La « Mauresse de Moret » : la fille noire cachée du roi Louis XIV ?
L'histoire de Sœur Louise-Marie de Sainte-Thérèse, plus connue sous le nom de la "Mauresse de Moret" (1675-1731), est un véritable mystère qui continue d'intriguer les historiens. Religieuse bénédictine au teint mat, vivant recluse au couvent de Moret-sur-Loing au XVIIe siècle, elle fait l'objet de nombreuses spéculations quant à ses origines. Si certaines hypothèses la présentent comme la fille d'un esclave ou d'un page de la cour, une théorie plus audacieuse la désigne comme la fille illégitime de Louis XIV.
Des origines obscures, une vie hors du commun
Née probablement en 1675, Louise-Marie de Sainte-Thérèse entre au couvent de Moret-sur-Loing à une date inconnue, probablement dans sa jeunesse. Dès son arrivée, elle bénéficie d'un traitement de faveur exceptionnel, qui détonne avec la rigueur et l'austérité habituelles de la vie monastique. Loin de partager le quotidien des autres sœurs, elle dispose de ses propres appartements, composés de plusieurs pièces meublées avec raffinement et décorées avec soin. Des tapisseries, des tableaux et des objets précieux ornent son lieu de vie, témoignant d'un goût prononcé pour le confort et l'élégance.
On lui prête également un penchant pour les belles toilettes et les bijoux, un luxe inhabituel pour une religieuse. Des témoignages d'époque la décrivent vêtue de robes en soie et de dentelles fines, ornées de bijoux précieux. Elle possède également une servante personnelle, qui veille à son bien-être et répond à ses moindres désirs.
Ces privilèges, inconcevables pour une simple religieuse, alimentent les rumeurs et les spéculations sur ses origines et son lien avec la cour. Pourquoi tant d'égards et de faveurs pour une femme qui a choisi de renoncer au monde ? La réponse se trouve peut-être dans les hautes sphères du pouvoir, au cœur même du règne de Louis XIV.

Étiquettes des points d'objets

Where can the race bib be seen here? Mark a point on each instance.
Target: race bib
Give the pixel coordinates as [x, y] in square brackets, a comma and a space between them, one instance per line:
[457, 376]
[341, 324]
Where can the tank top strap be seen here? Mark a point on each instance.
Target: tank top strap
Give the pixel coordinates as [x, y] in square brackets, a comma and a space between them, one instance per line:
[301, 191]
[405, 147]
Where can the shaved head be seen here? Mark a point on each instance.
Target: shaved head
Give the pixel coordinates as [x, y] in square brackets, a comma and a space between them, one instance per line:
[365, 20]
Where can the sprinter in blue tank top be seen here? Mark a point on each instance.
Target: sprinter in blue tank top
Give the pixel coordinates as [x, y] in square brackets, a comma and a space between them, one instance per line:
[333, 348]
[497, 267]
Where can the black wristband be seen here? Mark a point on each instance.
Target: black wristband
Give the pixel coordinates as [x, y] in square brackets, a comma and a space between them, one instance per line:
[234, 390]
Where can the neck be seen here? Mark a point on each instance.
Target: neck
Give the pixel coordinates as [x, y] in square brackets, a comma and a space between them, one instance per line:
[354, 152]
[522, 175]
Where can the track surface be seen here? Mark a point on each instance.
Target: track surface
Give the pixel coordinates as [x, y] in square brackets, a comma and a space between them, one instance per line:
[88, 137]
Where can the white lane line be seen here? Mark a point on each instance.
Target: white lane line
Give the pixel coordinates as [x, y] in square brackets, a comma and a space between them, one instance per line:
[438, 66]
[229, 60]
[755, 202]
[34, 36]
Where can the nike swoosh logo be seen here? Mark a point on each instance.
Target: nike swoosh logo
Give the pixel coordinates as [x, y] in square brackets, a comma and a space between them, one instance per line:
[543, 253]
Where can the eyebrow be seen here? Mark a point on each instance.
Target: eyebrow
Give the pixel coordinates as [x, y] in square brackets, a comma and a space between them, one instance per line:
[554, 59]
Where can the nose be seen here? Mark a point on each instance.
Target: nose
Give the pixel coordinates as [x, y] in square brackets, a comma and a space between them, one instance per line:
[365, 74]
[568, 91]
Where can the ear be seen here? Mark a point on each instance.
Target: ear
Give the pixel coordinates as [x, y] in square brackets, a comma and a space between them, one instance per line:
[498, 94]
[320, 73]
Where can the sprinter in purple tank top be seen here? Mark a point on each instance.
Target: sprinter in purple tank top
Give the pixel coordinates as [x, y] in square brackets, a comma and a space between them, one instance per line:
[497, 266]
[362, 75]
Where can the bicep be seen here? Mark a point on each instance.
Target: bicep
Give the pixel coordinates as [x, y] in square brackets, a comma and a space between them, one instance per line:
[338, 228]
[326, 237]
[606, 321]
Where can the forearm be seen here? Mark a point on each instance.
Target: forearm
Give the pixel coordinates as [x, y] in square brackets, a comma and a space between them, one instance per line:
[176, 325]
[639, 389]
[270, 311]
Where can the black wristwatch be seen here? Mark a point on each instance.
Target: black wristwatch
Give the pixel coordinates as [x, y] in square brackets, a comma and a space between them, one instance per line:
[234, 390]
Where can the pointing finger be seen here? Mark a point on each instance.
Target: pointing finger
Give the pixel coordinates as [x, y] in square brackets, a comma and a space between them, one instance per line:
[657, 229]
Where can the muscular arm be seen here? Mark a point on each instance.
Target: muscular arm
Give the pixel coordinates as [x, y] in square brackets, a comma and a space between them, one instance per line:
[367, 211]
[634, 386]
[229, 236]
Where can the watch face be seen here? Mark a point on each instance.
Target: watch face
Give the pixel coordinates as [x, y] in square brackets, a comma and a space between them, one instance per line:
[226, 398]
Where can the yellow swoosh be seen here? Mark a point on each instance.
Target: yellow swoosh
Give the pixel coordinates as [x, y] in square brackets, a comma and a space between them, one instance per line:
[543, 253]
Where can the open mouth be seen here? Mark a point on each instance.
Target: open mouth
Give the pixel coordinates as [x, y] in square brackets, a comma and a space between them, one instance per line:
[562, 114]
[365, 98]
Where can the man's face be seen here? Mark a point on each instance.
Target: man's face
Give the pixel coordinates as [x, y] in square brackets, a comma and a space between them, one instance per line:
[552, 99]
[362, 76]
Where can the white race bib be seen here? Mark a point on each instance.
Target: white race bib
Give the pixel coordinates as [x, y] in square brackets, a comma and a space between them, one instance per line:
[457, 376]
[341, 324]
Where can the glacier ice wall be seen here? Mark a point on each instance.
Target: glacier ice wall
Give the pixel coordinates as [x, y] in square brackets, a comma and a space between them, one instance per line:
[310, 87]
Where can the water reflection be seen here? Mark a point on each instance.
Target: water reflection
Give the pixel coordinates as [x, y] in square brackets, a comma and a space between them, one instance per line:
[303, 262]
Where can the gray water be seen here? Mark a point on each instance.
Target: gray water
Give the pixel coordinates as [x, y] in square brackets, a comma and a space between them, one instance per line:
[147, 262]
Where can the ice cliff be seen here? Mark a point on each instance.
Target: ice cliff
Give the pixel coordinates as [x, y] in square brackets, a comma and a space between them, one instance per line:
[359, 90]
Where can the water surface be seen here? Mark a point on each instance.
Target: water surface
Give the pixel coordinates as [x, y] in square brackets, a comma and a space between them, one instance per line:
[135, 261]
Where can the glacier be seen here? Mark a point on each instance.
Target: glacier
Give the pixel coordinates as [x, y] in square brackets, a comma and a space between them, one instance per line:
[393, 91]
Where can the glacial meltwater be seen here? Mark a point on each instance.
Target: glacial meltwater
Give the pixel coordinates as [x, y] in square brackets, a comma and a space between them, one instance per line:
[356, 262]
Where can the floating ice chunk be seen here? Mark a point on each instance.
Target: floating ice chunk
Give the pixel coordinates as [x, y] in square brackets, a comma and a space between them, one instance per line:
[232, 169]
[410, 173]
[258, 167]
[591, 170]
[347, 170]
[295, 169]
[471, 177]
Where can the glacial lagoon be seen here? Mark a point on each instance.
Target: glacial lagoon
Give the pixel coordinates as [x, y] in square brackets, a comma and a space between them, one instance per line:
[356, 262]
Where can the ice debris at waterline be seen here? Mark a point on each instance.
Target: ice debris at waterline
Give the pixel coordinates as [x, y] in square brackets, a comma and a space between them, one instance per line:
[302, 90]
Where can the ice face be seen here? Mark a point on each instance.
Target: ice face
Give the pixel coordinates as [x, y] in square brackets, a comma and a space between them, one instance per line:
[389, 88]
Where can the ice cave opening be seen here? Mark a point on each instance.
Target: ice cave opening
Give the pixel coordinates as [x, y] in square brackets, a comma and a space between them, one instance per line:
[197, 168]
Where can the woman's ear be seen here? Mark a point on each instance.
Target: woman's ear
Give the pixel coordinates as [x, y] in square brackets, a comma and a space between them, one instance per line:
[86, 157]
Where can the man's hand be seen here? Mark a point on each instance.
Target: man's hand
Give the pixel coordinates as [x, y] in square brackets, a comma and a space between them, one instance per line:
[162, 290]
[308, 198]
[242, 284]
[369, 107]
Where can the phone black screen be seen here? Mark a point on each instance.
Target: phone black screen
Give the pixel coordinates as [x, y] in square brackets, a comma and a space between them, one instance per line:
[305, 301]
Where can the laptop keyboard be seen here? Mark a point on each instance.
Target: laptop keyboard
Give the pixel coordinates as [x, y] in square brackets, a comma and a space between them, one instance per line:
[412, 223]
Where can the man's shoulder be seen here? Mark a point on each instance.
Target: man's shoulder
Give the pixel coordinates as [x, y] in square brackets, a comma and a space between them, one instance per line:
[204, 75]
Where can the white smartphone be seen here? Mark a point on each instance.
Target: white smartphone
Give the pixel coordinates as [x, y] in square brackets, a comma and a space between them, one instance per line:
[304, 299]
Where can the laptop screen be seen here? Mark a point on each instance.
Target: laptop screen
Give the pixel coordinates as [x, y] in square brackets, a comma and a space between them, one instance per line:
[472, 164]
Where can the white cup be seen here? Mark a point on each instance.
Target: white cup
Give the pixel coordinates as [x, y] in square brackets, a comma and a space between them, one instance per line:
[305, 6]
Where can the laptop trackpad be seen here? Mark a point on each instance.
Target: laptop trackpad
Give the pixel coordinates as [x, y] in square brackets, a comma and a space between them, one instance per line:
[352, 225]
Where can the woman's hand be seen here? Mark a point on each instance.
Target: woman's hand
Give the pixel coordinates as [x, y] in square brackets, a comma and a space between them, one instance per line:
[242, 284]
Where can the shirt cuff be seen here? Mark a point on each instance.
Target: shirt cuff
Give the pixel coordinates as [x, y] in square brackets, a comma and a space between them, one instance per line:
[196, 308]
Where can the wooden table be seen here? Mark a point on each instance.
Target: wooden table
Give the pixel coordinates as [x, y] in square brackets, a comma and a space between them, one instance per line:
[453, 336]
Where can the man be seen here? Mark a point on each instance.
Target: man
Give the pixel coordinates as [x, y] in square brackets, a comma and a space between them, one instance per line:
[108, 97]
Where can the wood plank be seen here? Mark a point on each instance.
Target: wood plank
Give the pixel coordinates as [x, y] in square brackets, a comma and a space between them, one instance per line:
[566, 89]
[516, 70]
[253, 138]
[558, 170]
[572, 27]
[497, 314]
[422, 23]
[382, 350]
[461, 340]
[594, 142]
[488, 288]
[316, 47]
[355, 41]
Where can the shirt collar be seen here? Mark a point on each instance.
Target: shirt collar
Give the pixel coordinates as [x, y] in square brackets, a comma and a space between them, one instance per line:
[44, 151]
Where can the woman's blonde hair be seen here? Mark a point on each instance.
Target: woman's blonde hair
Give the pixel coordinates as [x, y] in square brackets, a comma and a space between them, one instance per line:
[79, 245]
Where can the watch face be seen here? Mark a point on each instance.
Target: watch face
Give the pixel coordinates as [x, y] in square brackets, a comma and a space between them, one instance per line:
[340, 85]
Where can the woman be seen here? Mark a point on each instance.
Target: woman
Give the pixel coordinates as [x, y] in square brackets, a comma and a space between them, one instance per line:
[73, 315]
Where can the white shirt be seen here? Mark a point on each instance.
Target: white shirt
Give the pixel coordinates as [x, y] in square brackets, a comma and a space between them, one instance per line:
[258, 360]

--- Consigne 1 ---
D'après l'extrait, dans quel couvent Sœur Louise-Marie de Sainte-Thérèse vivait-elle recluse ?
--- Consigne 2 ---
Relevez dans l'extrait tous les éléments qui, selon le texte, ornent le lieu de vie de Sœur Louise-Marie de Sainte-Thérèse.

--- Réponse attendue 1 ---
Au couvent de Moret-sur-Loing.

--- Réponse attendue 2 ---
Des tapisseries, des tableaux et des objets précieux.